Alwihda Info | Par - 24 Janvier 2019


Le mari de la jeune tchadienne Hawariya Mahamat Abdoulaye, condamné l’an dernier à un an de prison pour l’avoir séquestrée et torturée plusieurs mois en 2016 est toujours en fuite, selon des sources judiciaires. Haroun Hissein a été condamné le 8 novembre dernier en son absence mais n’a pas été appréhendé. Pourtant, un mandat d’arrêté a été lancé à son égard par la justice tchadienne.


Hawariya Mahamat Abdoulaye. © DR
Hawariya Mahamat Abdoulaye. © DR
La famille de la jeune Hawariya accuse le procureur général, Moucktar Abdelhakim de tout faire pour protéger le condamné Haroun Hissein dans le but de le soustraire à une décision de justice, en se basant sur un lien de parenté qui unit les deux. Le cousin de la victime, Saleh Idriss, dans un entretien accordé à Alwihda Info, demande l’implication personnelle du président Idriss Deby pour que l’arrêt rendu par la justice en faveur de Hawariya Mahamat Abdoulaye soit appliquée dans toute sa rigueur.

Par ailleurs, il déplore que certains magistrats se basent sur des connotations ethniques pour bloquer l’application d’une décision de justice et exhorte le ministre de la justice à intervenir.

Alwihda Info : M. Saleh Idriss Moussa, la justice a condamné Haroun Hissein pour détournement de mineure, il y a 2 mois. Comment expliquez-vous que jusqu’à maintenant, le condamné n'ait pas été arrêté puis incarcéré pour purger sa peine ?

Saleh Idriss : Cela reflète l’image exacte de ce qui se passe avec cet enfant depuis 2 à 3 ans. Un procès qui ne finit pas malgré l’implication de tout le monde, montre ce qui se trame depuis toujours derrière cette affaire. Bien que M. Haroun Hissein ait été condamné depuis le 8 novembre 2018 pour détournement de mineure, on n'arrive pas à le saisir. Cela démontre qu’il n’y a pas de volonté réelle de la part du procureur général, Moucktar Abdelkerim d’arrêter un condamné pour viol mais il le protège depuis longtemps.

Comment pouvons nous comprendre que le bourreau qui a été condamné par la justice, continue à être libre de ses mouvements ? Des recherches n’ont pas été lancées à l’encontre d’Haroun Hissein par la justice sinon il n’est pas loin parce que son garant est proche du procureur général, Moucktar Abdelkerim. Il lui rend visite chaque semaine au moins. Cela ne peut pas s’expliquer autrement que par le manque de la volonté du procureur général d’exécuter une décision de justice.

Pour quelle raison le procureur général, Moucktar Abdelkerim fait tout pour qu’Haroun Hissen ne puisse pas purger sa peine ?

- Série de consignes:
1: Résumez en deux phrases le paragraphe de l'extrait qui commence par « Le mari de la jeune tchadienne » en conservant ses faits principaux.
2: Recopiez à l'identique le passage de l'extrait qui commence par « Le mari de la » et se poursuit jusqu'à « la justice tchadienne. ».

- Données fournies:
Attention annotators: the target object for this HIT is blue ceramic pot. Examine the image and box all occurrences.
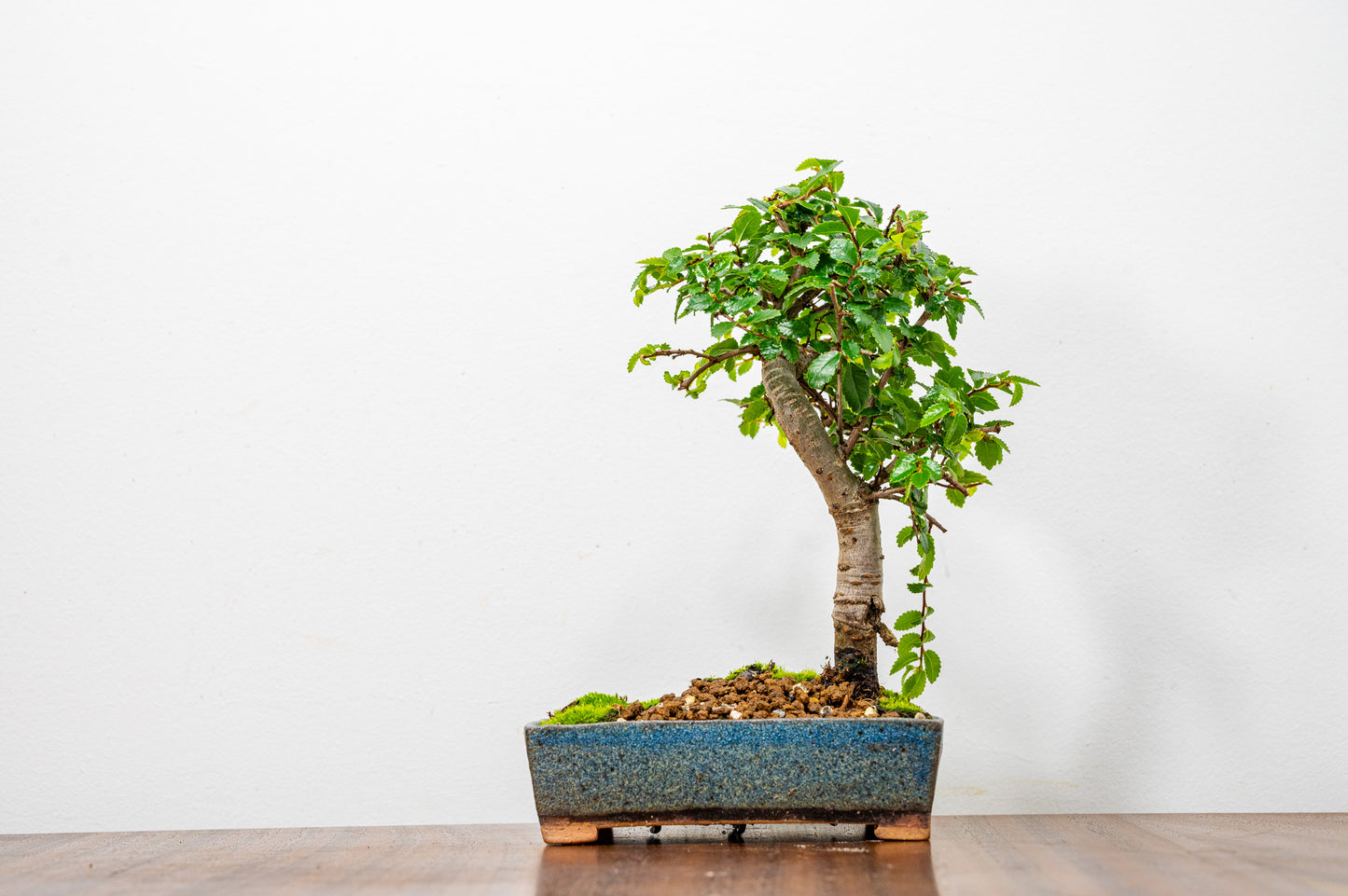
[524,718,942,844]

- Corrigé de l'exercice:
1: Haroun Hissein, mari de la jeune Tchadienne Hawariya Mahamat Abdoulaye, a été condamné en son absence le 8 novembre à un an de prison pour l'avoir séquestrée et torturée pendant plusieurs mois en 2016. D'après des sources judiciaires, il est toujours en fuite, bien que la justice tchadienne ait lancé un mandat d'arrêt contre lui.

2:
Le mari de la jeune tchadienne Hawariya Mahamat Abdoulaye, condamné l’an dernier à un an de prison pour l’avoir séquestrée et torturée plusieurs mois en 2016 est toujours en fuite, selon des sources judiciaires. Haroun Hissein a été condamné le 8 novembre dernier en son absence mais n’a pas été appréhendé. Pourtant, un mandat d’arrêté a été lancé à son égard par la justice tchadienne.